Aim: Duplicate every line of these records without any change.

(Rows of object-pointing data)
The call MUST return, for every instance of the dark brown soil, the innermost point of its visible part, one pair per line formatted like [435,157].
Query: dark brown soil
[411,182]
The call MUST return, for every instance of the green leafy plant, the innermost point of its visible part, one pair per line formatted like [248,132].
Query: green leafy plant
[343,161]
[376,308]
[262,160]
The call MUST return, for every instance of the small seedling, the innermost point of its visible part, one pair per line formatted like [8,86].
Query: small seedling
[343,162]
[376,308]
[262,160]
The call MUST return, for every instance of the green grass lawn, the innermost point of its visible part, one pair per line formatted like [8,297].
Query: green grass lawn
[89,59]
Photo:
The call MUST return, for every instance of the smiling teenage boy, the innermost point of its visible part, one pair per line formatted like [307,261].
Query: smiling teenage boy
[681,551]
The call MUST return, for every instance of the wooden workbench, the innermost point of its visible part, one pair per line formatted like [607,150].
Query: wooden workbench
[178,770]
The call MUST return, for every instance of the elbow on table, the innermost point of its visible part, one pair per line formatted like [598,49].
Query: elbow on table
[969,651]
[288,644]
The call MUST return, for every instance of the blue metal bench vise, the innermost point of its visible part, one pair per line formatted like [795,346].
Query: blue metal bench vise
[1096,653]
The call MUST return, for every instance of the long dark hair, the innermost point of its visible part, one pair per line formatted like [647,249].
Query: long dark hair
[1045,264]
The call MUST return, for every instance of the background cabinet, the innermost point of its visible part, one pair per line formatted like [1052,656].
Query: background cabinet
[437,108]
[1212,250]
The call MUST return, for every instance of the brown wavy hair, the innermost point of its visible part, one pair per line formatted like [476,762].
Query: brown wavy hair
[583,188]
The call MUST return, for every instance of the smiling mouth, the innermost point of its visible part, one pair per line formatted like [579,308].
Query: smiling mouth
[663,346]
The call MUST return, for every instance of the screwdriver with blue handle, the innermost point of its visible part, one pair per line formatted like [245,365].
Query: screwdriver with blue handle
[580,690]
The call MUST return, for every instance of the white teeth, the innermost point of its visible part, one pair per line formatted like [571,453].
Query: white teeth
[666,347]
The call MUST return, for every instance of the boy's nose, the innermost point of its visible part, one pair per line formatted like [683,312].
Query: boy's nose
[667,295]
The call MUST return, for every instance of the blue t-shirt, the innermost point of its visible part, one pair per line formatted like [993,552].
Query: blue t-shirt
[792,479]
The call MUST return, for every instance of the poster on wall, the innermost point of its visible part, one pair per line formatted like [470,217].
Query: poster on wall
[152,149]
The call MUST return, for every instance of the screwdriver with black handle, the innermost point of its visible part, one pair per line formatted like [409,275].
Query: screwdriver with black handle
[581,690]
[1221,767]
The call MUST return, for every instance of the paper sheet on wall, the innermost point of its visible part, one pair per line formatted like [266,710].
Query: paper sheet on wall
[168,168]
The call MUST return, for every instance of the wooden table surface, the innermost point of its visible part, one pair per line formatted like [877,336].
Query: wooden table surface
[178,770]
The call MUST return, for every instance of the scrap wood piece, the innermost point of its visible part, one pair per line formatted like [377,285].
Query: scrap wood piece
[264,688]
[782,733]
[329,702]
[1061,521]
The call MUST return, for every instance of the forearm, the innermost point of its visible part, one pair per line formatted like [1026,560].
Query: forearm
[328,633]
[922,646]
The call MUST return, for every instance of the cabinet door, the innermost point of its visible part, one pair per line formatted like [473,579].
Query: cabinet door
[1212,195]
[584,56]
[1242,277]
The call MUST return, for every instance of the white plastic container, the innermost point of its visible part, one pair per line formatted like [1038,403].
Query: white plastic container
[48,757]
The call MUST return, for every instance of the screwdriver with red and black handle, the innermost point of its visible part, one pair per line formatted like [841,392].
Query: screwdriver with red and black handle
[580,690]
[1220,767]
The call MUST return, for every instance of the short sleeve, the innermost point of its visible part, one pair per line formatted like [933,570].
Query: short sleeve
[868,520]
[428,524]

Response to the exercise:
The call MUST return, for every instance of the dark brown soil, the innermost point of its visible part, one pair per line formatted like [435,157].
Query: dark brown soil
[411,182]
The call MUST return, for every instance of the green leafy plant, the innermost point of its visible part, one pair per line formatted like [248,132].
Query: green leafy plant
[343,161]
[376,308]
[262,160]
The call MUST return, for every instance of the small seedling, the innermost point of its visible part, one pair per line formatted like [8,86].
Query: small seedling
[343,162]
[376,308]
[262,160]
The call MUST return, for every instance of the green grass lawn, the innermost point of its visible part, one pair per line formatted like [8,297].
Query: green grass lawn
[89,59]
Photo:
The call MUST return, for every instance of the smiling teenage boy, the innermost point of its visible part, one pair per line formatted like [307,261].
Query: smiling teenage boy
[681,551]
The call MUST return, for every instance of the wooden workbench, the innermost point of its visible part, one pair per line formatted like [607,150].
Query: wooden workbench
[178,770]
The call MUST return, for every instance of the elbow on table, the innermost point of its visible part, one pair per line formatted like [598,49].
Query: elbow on table
[969,651]
[288,644]
The call MUST return, for every instance of the blue metal bench vise, the innermost point of its visible part, one pair per line formatted like [795,346].
Query: blue metal bench vise
[1096,653]
The call MUST return, for every instance of the long dark hair, the innermost point of its visible part, one pair per line formatted like [647,249].
Query: long dark hair
[1045,264]
The call MUST return, for every instance of the background cabinet, the innermost point of its visible part, one pair per line formatted like [1052,656].
Query: background cabinet
[437,108]
[1212,250]
The call MUST return, for every instance of the brown wavy hair, the innermost point of its visible part, one pair per line formatted like [476,762].
Query: brown wavy hair
[583,188]
The call MUST return, for every instance of the smiling mouth, the innermost point of its visible part, one pair per line formatted like [579,308].
Query: smiling mouth
[663,346]
The call MUST return, for every instance of the screwdriver with blue handle, the innermost point of its visible part, one pair per line formatted like [245,365].
Query: screwdriver with blue handle
[580,690]
The call MUST return, for every instance of the white teeth, the innermost point of its visible part, one pair per line formatted like [571,453].
Query: white teeth
[666,347]
The call MUST return, for every instance of the boy's nose, the innermost point of its visible part, one pair per line formatted like [683,312].
Query: boy's nose
[667,295]
The call MUST return, for every instance of the blue t-shirt, the innermost point of its visible part, one pair per line formatted like [993,552].
Query: blue t-shirt
[792,479]
The call MUST return, for every instance of the poster on wall, the innermost point of its visible part, one pair per line formatted like [470,217].
Query: poster on wall
[152,149]
The call MUST return, for every instance of the screwdriver with black handle, the innermost point of its visible part, one pair per line formatted like [409,275].
Query: screwdriver with black handle
[581,690]
[1221,767]
The call MUST return, for every instance of the paper sheet on wall, the innermost point of its visible part, one pair per line formatted like [266,710].
Query: paper sheet on wall
[168,168]
The call MUST return, for every instance of the wooden table surface, the innermost point of its visible part, one pair per line formatted like [877,336].
Query: wooden table surface
[178,770]
The call MUST return, for every instance of the scrap wood piece, the innermost point of its visible part, one pair per line formatted like [377,285].
Query: scrap wood piece
[264,688]
[782,733]
[329,702]
[1061,521]
The call MUST return, for every instance of the forearm, the innermost point of its visible part, one pair per line formatted like [1026,560].
Query: forearm
[328,633]
[922,646]
The call MUST return, for every instance of the cabinet door, the innermost point of its visible part, one pair per line formatted like [473,579].
Query: cabinet door
[1212,195]
[584,56]
[1242,277]
The call MUST return, for every instance of the white plastic container, the innermost point of its visible part, one pair per line formatted like [1038,403].
Query: white plastic container
[48,757]
The call MUST return, for every instance of the screwdriver with red and black handle, the innermost point of its visible part, one pair per line formatted like [841,392].
Query: screwdriver with red and black handle
[580,690]
[1220,767]
The call MUST return, for every instance of the short sleeve, the innermost point of its visible part, one pair per line formatted like [933,570].
Query: short sleeve
[868,520]
[428,524]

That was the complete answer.